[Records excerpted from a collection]
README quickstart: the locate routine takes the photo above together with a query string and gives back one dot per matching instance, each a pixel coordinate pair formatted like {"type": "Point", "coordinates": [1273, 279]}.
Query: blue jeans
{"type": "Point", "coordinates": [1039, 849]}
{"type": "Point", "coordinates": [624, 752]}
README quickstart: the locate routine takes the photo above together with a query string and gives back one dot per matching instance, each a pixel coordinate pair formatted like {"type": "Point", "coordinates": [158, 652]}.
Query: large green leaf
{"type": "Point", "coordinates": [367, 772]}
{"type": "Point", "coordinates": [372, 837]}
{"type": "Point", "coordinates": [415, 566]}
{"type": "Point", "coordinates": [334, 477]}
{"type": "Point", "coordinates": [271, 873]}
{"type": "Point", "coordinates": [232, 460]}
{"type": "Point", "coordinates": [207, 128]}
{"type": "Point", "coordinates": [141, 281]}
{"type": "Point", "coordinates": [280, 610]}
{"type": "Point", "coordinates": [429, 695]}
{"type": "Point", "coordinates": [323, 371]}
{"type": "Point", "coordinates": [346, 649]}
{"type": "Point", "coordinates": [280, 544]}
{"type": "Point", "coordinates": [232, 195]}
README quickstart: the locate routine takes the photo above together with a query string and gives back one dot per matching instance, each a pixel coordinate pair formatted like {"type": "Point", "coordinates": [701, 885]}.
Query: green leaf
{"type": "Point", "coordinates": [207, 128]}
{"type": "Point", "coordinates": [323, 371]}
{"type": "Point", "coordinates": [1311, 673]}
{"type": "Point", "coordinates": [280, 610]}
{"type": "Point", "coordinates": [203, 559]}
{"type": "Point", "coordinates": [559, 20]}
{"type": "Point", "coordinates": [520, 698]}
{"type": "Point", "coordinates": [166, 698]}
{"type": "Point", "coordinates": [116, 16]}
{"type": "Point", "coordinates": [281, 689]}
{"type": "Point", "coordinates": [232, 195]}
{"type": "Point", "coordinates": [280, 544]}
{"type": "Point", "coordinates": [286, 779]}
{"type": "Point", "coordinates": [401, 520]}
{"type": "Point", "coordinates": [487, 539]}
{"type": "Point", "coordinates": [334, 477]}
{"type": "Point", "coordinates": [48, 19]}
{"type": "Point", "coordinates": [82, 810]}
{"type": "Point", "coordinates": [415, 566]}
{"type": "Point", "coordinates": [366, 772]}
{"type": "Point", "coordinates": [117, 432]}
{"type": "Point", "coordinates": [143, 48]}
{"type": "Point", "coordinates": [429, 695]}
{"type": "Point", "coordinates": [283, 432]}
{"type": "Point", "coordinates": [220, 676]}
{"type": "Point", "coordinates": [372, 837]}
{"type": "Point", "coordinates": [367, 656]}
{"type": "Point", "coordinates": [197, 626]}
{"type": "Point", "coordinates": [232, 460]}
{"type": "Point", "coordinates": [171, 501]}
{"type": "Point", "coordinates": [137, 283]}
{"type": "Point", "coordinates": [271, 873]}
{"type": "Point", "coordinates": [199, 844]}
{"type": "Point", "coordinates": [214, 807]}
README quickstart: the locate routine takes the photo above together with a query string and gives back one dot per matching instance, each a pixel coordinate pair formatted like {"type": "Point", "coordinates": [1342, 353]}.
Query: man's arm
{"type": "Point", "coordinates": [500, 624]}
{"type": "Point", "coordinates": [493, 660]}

What is asked: Reproduce each entry exactly, leaving out nothing.

The output:
README quickstart: the locate routine takes the photo above together with a query string and gives back one dot per matching instance, each a pixel coordinate pair formatted like {"type": "Point", "coordinates": [1273, 279]}.
Query: blue jeans
{"type": "Point", "coordinates": [1039, 849]}
{"type": "Point", "coordinates": [624, 752]}
README quickstart: the locate routine takes the photo above together with a query string and gives back one dot per matching instance, each a pixel coordinate pair formatted like {"type": "Point", "coordinates": [158, 652]}.
Query: large green leaf
{"type": "Point", "coordinates": [367, 772]}
{"type": "Point", "coordinates": [372, 837]}
{"type": "Point", "coordinates": [415, 566]}
{"type": "Point", "coordinates": [334, 477]}
{"type": "Point", "coordinates": [271, 873]}
{"type": "Point", "coordinates": [232, 460]}
{"type": "Point", "coordinates": [207, 128]}
{"type": "Point", "coordinates": [141, 281]}
{"type": "Point", "coordinates": [280, 610]}
{"type": "Point", "coordinates": [429, 695]}
{"type": "Point", "coordinates": [323, 371]}
{"type": "Point", "coordinates": [346, 649]}
{"type": "Point", "coordinates": [280, 544]}
{"type": "Point", "coordinates": [232, 195]}
README quickstart: the locate routine takes the photo above together with a query string and gives back one dot per matching instance, each a pixel coordinate pair formatted like {"type": "Point", "coordinates": [701, 885]}.
Query: green leaf
{"type": "Point", "coordinates": [207, 128]}
{"type": "Point", "coordinates": [323, 371]}
{"type": "Point", "coordinates": [1311, 673]}
{"type": "Point", "coordinates": [280, 610]}
{"type": "Point", "coordinates": [203, 559]}
{"type": "Point", "coordinates": [559, 20]}
{"type": "Point", "coordinates": [520, 698]}
{"type": "Point", "coordinates": [166, 698]}
{"type": "Point", "coordinates": [116, 16]}
{"type": "Point", "coordinates": [281, 689]}
{"type": "Point", "coordinates": [232, 195]}
{"type": "Point", "coordinates": [280, 544]}
{"type": "Point", "coordinates": [286, 779]}
{"type": "Point", "coordinates": [401, 520]}
{"type": "Point", "coordinates": [487, 539]}
{"type": "Point", "coordinates": [334, 477]}
{"type": "Point", "coordinates": [48, 19]}
{"type": "Point", "coordinates": [82, 810]}
{"type": "Point", "coordinates": [415, 566]}
{"type": "Point", "coordinates": [366, 772]}
{"type": "Point", "coordinates": [117, 432]}
{"type": "Point", "coordinates": [143, 48]}
{"type": "Point", "coordinates": [429, 695]}
{"type": "Point", "coordinates": [283, 432]}
{"type": "Point", "coordinates": [220, 676]}
{"type": "Point", "coordinates": [372, 837]}
{"type": "Point", "coordinates": [367, 656]}
{"type": "Point", "coordinates": [197, 626]}
{"type": "Point", "coordinates": [232, 460]}
{"type": "Point", "coordinates": [171, 501]}
{"type": "Point", "coordinates": [137, 283]}
{"type": "Point", "coordinates": [271, 873]}
{"type": "Point", "coordinates": [199, 844]}
{"type": "Point", "coordinates": [214, 807]}
README quickstart: the locate routine takes the photo above together with a query string and gives back one dot per matching instance, each a pixel coordinate pair formatted like {"type": "Point", "coordinates": [1342, 353]}.
Query: man's arm
{"type": "Point", "coordinates": [500, 624]}
{"type": "Point", "coordinates": [493, 660]}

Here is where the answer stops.